### Extracted information
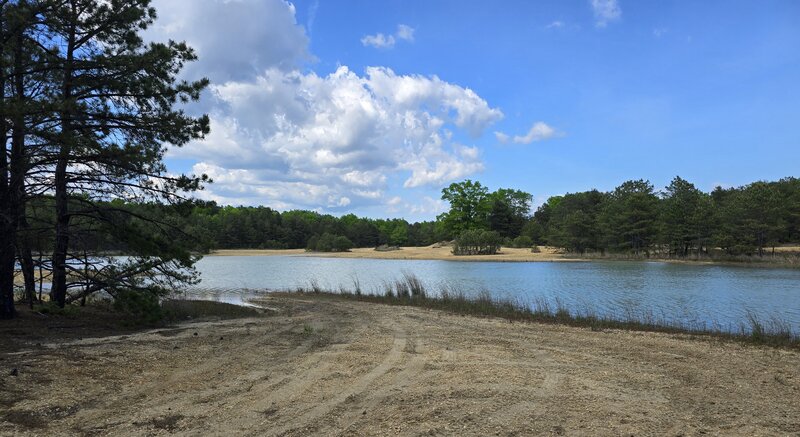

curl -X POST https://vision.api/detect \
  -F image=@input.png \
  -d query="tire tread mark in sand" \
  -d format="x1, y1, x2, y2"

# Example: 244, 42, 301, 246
75, 319, 301, 427
489, 373, 562, 427
267, 324, 408, 436
327, 334, 428, 434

### Try it
Having found the line with "tread mark in", please set it down along with every line after it through the end of the material above, exactly and with nothing added.

### Answer box
  -d query="tire tread mark in sand" \
  -d format="x1, y1, x2, y2"

# Example: 244, 42, 301, 246
75, 319, 301, 427
489, 373, 562, 427
267, 324, 408, 436
327, 334, 428, 434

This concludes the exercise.